What is expected: Rewrite the records as a Markdown table with the columns "Row" and "Line," from the line containing "In the photograph above, where can the brick" through the end of the records, numbering each row and omitting blank lines.
+++ Data shown +++
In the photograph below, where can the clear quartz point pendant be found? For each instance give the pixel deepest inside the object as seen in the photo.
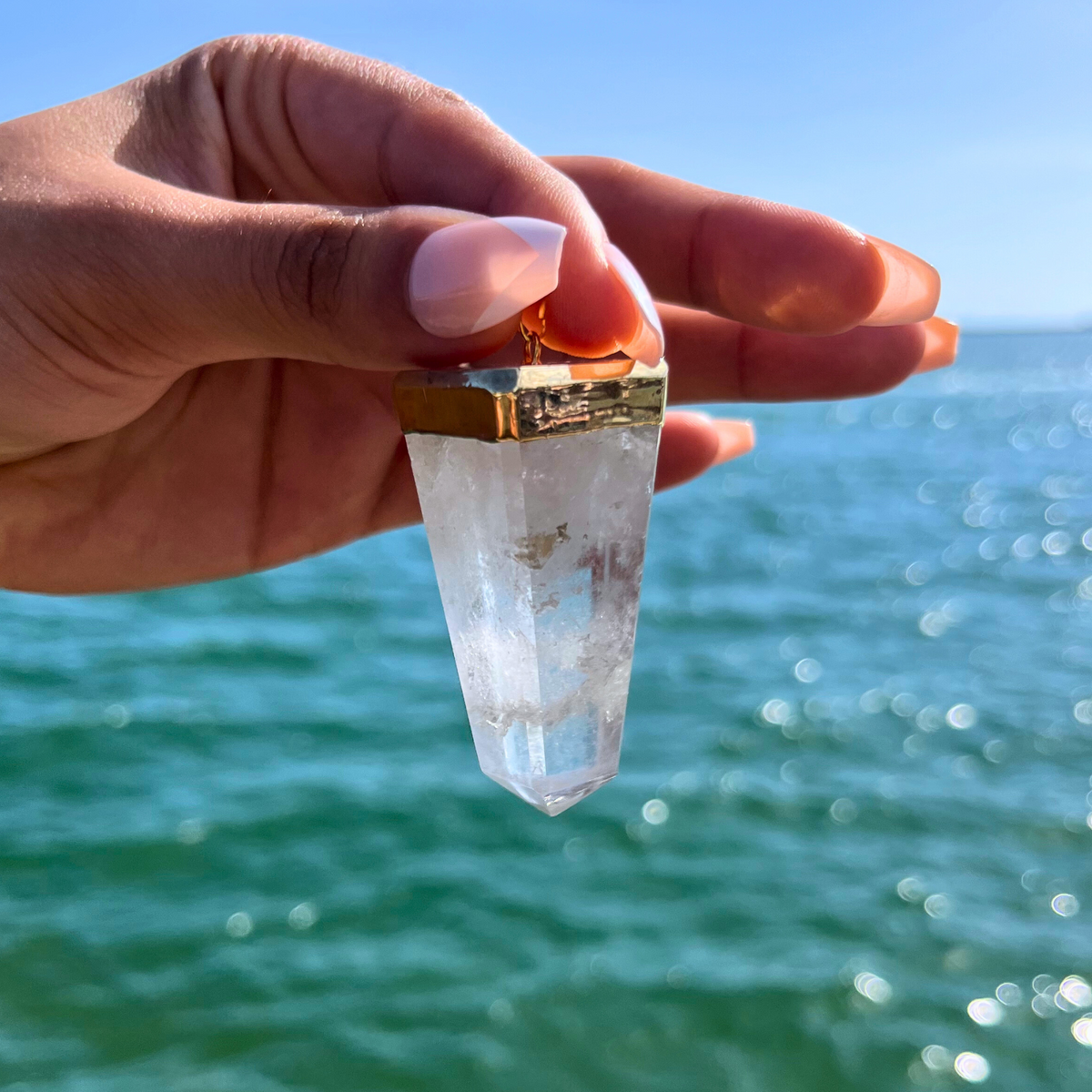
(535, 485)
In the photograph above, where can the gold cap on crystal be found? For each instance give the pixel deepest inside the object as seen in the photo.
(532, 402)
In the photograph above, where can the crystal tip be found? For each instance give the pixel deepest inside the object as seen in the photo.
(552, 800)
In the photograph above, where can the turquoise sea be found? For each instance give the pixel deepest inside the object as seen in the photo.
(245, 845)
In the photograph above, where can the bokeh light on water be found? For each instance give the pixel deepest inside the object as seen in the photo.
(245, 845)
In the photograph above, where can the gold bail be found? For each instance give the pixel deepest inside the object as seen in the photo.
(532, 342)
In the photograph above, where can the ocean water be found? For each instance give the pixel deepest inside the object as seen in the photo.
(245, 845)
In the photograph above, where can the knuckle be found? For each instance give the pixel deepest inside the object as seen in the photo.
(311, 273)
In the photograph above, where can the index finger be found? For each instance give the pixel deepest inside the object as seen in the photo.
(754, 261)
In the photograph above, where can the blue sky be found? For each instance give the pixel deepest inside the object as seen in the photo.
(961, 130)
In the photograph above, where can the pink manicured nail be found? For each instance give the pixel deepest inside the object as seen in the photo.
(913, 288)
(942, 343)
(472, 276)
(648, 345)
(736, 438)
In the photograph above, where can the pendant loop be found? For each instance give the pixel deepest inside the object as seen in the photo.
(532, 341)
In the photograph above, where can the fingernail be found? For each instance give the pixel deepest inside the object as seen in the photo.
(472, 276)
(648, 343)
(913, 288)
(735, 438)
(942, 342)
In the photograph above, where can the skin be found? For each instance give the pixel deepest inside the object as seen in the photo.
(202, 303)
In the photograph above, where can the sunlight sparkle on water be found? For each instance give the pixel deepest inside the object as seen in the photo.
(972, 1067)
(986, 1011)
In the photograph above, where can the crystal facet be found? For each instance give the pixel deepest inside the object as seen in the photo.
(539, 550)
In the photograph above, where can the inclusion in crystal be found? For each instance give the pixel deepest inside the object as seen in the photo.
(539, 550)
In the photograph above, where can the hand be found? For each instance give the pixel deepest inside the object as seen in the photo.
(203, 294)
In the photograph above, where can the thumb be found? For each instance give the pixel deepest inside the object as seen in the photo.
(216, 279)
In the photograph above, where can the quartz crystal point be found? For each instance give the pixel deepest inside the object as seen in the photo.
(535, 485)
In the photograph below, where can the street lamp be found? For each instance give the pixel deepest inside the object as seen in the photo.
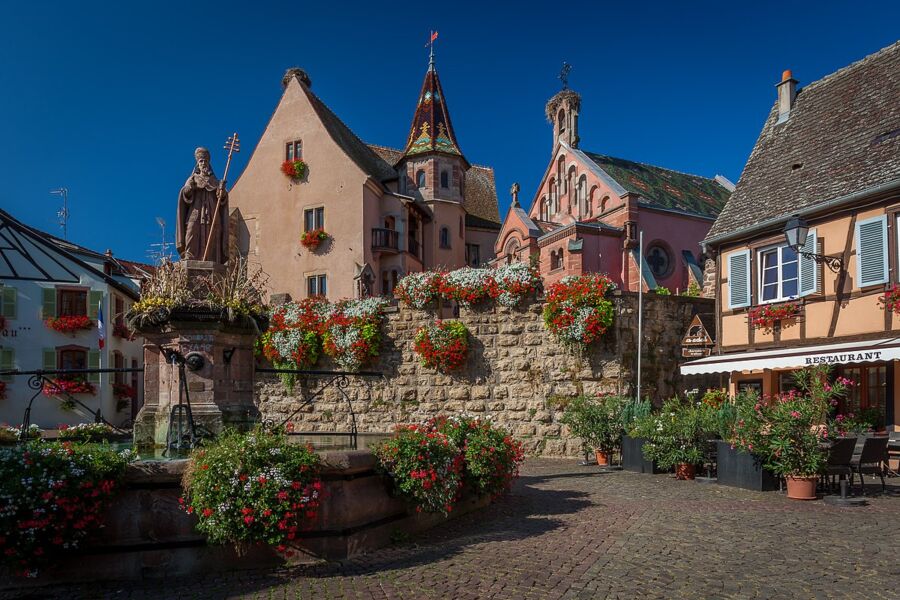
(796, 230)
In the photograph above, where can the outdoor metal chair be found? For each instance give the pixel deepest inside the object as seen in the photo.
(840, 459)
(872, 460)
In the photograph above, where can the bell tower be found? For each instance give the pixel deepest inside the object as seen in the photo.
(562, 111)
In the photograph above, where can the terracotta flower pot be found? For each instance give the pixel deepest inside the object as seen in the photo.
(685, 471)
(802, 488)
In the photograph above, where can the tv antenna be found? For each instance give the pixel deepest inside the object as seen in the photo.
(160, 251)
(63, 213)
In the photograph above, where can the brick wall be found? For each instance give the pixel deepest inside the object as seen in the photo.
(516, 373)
+++
Full solution:
| Row | Line |
|---|---|
| 1 | In the photograph above, where can the brick wall be found? For each instance give the pixel deepest inside the object as seen in the photo. |
| 2 | (516, 373) |